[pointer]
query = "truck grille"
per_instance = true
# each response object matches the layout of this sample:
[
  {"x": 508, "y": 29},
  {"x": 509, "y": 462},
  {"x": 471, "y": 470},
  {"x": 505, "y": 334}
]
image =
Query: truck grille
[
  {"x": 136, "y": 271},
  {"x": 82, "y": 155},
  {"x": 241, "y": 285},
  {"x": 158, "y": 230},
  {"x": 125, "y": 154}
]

EXERCISE AIM
Rewrite all the rows above, replacing every "truck" with "van" and leaving everything else unchanged.

ANSWER TO THE TASK
[pointer]
query = "van grille"
per_instance = true
# each response object matches the layout of this sample:
[
  {"x": 508, "y": 29},
  {"x": 509, "y": 462},
  {"x": 471, "y": 470},
  {"x": 505, "y": 334}
]
image =
Query: van grille
[
  {"x": 136, "y": 271},
  {"x": 82, "y": 155},
  {"x": 241, "y": 285},
  {"x": 158, "y": 230},
  {"x": 125, "y": 154}
]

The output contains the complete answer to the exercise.